▶ Travail demandé:
1. Répondez aux questions suivantes à l'aide du texte sur l'affaire du Mediator.
(a) Quelles affaires sont citées comme exemples de dossiers hors normes ?
(b) Où ces scandales éclatent-ils ?
(c) Quel type d'ouvrage réussit à tout expliquer clairement ?
2. Poursuivez le texte sur l'affaire du Mediator à partir de sa dernière phrase.

▶ Texte à examiner:
⟨
Certains dossiers hors normes ont marqué leur temps par la médiatisation qui en a été faite et on pourrait, pour donner des exemples, nommer entre autres l’affaire du petit Grégory ou l’affaire du sang contaminé. Ce sont des scandales qui éclatent dans la presse mais dont le feuilleton finit souvent par perdre ou lasser l’auditeur, le lecteur ou le téléspectateur tant il dure… L’affaire dite du Mediator est l’un de ces scandales "longue-durée", et si, parce que vous ne vous êtes pas senti(e) directement concerné(e), vous avez un jour fini par ne plus tendre l’oreille quand il en était question parce que ça devenait trop compliqué, sans doute serez-vous intéressé(e) par cette bande dessinée qui réussit à tout expliquer clairement en reprenant les choses depuis le début.
⟩
Données d'ancrage d'expressions référentielles
⟨
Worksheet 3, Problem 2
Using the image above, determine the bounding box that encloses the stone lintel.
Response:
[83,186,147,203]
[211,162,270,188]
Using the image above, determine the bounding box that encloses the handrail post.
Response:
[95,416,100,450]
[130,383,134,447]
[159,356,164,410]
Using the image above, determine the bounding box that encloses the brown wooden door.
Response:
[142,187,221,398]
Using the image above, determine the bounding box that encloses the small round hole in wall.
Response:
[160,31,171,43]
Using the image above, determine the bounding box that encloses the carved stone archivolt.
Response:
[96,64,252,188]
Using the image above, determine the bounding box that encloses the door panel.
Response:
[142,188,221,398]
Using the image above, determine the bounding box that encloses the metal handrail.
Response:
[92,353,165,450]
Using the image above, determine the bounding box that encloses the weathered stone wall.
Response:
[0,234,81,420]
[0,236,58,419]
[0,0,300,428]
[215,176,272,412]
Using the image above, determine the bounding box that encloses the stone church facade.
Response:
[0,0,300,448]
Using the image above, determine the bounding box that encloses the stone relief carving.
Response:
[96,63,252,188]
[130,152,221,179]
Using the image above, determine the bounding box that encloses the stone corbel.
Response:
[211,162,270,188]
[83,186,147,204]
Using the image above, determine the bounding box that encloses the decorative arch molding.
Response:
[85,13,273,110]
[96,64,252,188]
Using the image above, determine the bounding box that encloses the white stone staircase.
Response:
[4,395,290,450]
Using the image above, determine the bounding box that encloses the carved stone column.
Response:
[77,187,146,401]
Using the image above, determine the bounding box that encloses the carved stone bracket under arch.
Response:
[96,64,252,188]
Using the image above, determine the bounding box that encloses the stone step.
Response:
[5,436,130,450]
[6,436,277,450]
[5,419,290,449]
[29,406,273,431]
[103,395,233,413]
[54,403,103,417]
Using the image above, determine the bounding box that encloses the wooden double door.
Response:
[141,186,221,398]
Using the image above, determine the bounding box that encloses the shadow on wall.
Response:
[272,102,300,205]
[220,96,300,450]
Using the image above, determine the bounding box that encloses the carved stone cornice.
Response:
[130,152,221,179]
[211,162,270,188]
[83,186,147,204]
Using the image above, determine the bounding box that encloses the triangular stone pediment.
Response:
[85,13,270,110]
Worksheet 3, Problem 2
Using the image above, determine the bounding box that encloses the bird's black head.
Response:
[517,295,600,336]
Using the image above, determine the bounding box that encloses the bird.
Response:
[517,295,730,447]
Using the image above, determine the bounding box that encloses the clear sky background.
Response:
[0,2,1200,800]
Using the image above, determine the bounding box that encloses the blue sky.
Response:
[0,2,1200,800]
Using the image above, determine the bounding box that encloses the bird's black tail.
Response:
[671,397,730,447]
⟩
▶ Réponses par consigne:
1.
(a) L'affaire du petit Grégory et l'affaire du sang contaminé.
(b) Dans la presse.
(c) Une bande dessinée.

2.
Irène Frachon, la lanceuse d’alerte à l’origine du procès du Mediator, et Eric Giacometti, journaliste qui à l’époque avait couvert l’actualité relative à l’Isoméride, sont les scénaristes de cette bande-dessinée mise en images par François Duprat. Ils sont donc bien placés pour en parler et, si l’on n’a en réalité que leur point de vue dans cet ouvrage, l’évidence du bien-fondé de leur combat et leur bonne foi crèvent l’écran. Peut-être parce que les victoires des David contre les Goliath sont plus belles et qu’alors il serait très tentant de parler (à mon tour) d’Irène Frachon comme d’une Erin Brokovitch ? Mais aussi parce que tout moutons qu’on est, nous autres les petites gens, on n’est pas complètement dupes lorsqu’il est question in fine d’indécents profits réalisés par des industriels intouchables protégés par les politiques, les magistrats et les décideurs qu’ils arrosent… A noter que toutes les sources des auteurs sont vérifiables ; et vous verrez que certains documents valent leur pesant de cacahuètes : les fichiers "Personnel", par exemple, minutieusement tenus pas les recruteurs des laboratoires Servier, ne sont pas directement des pièces à charge dans l’affaire du Mediator mais montrent un répugnant rapport à l’humain qu’on n’est donc pas étonnés de voir jaillir autrement dans leur défense lorsqu’ils nient ou minimisent le nombre des décès dus au Mediator…

Quelques histoires courtes sont parsemées dans cette bande dessinée : le récit du malheur de certaines victimes. Ces récits sont touchants, ils montrent des visages et nous font toucher du doigt le malheur qui a frappé des innocents dans un dossier où sinon ce sont beaucoup de courriers, de mails, de circulaires, de rapports, etc, qui sont les armes et les boucliers de l’attaque et de la défense.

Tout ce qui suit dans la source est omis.